*Work to complete*
Can you edit the lines below by changing "record its coordinates" to "log its coordinates" wherever it occurs, leaving everything else as it is?

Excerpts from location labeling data
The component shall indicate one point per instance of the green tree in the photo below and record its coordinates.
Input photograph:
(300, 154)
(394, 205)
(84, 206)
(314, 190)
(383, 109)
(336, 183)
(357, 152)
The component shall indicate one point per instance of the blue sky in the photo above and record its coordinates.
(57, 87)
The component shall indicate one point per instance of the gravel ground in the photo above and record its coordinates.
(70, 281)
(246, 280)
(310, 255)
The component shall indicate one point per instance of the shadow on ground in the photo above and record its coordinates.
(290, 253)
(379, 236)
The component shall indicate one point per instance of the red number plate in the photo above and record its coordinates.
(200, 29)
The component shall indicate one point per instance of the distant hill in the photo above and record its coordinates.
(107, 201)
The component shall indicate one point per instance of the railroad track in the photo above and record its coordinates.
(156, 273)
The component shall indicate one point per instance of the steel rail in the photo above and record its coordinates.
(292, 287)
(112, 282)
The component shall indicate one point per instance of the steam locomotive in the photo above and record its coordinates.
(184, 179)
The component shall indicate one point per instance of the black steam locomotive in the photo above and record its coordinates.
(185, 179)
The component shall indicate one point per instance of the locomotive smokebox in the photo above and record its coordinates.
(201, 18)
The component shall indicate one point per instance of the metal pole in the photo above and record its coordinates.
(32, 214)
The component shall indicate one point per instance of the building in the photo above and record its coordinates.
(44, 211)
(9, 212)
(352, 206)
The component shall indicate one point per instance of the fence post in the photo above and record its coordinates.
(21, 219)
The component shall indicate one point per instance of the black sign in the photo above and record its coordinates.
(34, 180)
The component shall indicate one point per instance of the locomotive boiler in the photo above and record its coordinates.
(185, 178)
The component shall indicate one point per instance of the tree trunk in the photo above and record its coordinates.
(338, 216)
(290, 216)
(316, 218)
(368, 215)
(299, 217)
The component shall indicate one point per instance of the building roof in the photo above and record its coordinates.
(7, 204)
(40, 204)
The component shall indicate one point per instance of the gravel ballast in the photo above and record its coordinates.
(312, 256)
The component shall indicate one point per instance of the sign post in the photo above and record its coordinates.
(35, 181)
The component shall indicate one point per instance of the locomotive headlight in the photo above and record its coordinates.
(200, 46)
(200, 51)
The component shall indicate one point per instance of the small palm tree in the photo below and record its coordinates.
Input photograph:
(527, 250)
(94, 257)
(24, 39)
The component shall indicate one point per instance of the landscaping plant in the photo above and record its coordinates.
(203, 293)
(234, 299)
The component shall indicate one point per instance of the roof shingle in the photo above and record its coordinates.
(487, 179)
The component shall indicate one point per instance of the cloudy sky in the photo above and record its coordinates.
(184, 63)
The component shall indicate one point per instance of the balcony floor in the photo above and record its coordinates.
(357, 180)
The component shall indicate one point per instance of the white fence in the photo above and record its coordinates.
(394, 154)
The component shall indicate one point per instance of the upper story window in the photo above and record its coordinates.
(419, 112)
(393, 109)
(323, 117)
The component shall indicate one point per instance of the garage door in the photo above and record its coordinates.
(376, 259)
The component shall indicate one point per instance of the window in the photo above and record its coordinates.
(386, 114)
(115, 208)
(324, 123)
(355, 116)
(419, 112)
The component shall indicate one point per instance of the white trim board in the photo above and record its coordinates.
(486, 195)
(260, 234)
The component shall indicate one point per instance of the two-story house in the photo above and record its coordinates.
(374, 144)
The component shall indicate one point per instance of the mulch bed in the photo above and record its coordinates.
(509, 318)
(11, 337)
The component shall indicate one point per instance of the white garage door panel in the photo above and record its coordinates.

*Answer in full*
The component shall indicate one point per instance of the green tree in the photo below and log its coordinates.
Input photograph:
(300, 154)
(394, 205)
(84, 206)
(314, 190)
(383, 109)
(336, 183)
(357, 152)
The component shall indicate one point per instance of the blue sky in the photo above and log its coordinates.
(57, 87)
The component shall indicate one point per instance of the gravel ground in the photo above and log its coordinates.
(70, 281)
(246, 280)
(310, 255)
The component shall indicate one point per instance of the shadow on ground in the photo above and log its coordinates.
(290, 253)
(379, 236)
The component shall indicate one point per instance of the red number plate in the photo above and log its coordinates.
(200, 29)
The component shall indicate one point per instance of the distant hill in the photo above and log its coordinates.
(107, 201)
The component shall indicate one point per instance of the railroad track in the photo above and log its coordinates.
(156, 273)
The component shall indicate one point per instance of the steel rail in the photo above and log its coordinates.
(292, 287)
(112, 282)
The component shall indicate one point per instance of the steam locomotive in the photo above and log its coordinates.
(184, 179)
The component shall indicate one point per instance of the black steam locomotive in the photo above and log its coordinates.
(185, 179)
The component shall indicate one point per instance of the locomotive smokebox in the photo above and log its coordinates.
(201, 18)
The component shall indicate one point per instance of the metal pole in the photo above and log its coordinates.
(32, 214)
The component shall indicate one point per instance of the building in the photo above and log its coordinates.
(44, 211)
(9, 212)
(352, 206)
The component shall indicate one point per instance of the fence post in the photo above and log its coordinates.
(21, 219)
The component shall indicate one point per instance of the black sign in the photo above and log its coordinates.
(34, 180)
The component shall indicate one point per instance of the locomotive boiler in the photo above and log its coordinates.
(185, 178)
The component shall indicate one point per instance of the tree trunk in the photo above and log its coordinates.
(338, 216)
(290, 216)
(316, 218)
(368, 215)
(299, 217)
The component shall indicate one point per instance of the building roof in the photo above and log its coordinates.
(7, 204)
(40, 204)
The component shall indicate one point per instance of the gravel ballast in the photo above and log its coordinates.
(312, 256)
The component shall indicate one point per instance of the sign post in the photo above and log its coordinates.
(35, 181)
The component shall indicate one point per instance of the locomotive headlight in the photo above and log its coordinates.
(200, 46)
(200, 51)
The component shall indicate one point per instance of the small palm tree in the photo below and log its coordinates.
Input photograph:
(527, 250)
(94, 257)
(24, 39)
The component shall indicate one point per instance of the landscaping plant in the photo above and log its coordinates.
(203, 293)
(234, 299)
The component shall indicate one point per instance of the roof shingle in the photo above and log its coordinates.
(487, 179)
The component shall indicate one point per instance of the cloudy sky in the photo above and log its coordinates.
(184, 63)
The component shall indicate one point per instance of the balcony floor in the photo above and log its coordinates.
(357, 180)
The component shall indicate one point per instance of the white fence in the photo above and log its coordinates.
(394, 154)
The component shall indicate one point per instance of the upper story window in the photo above and log its coordinates.
(419, 112)
(393, 109)
(323, 117)
The component shall indicate one point per instance of the garage door in the photo above and log its coordinates.
(376, 259)
The component shall indicate one point per instance of the window in the photo above and log its coordinates.
(386, 114)
(115, 208)
(324, 123)
(355, 116)
(419, 112)
The component shall indicate one point per instance of the white trim board in the photo above and log its coordinates.
(486, 195)
(260, 234)
The component shall indicate one point per instance of the two-story house in the photo above and log its coordinates.
(374, 144)
The component shall indicate one point per instance of the mulch bed in the photo above and log its coordinates.
(509, 318)
(11, 337)
The component shall indicate one point per instance of the white garage door panel in the photo above and log its coordinates.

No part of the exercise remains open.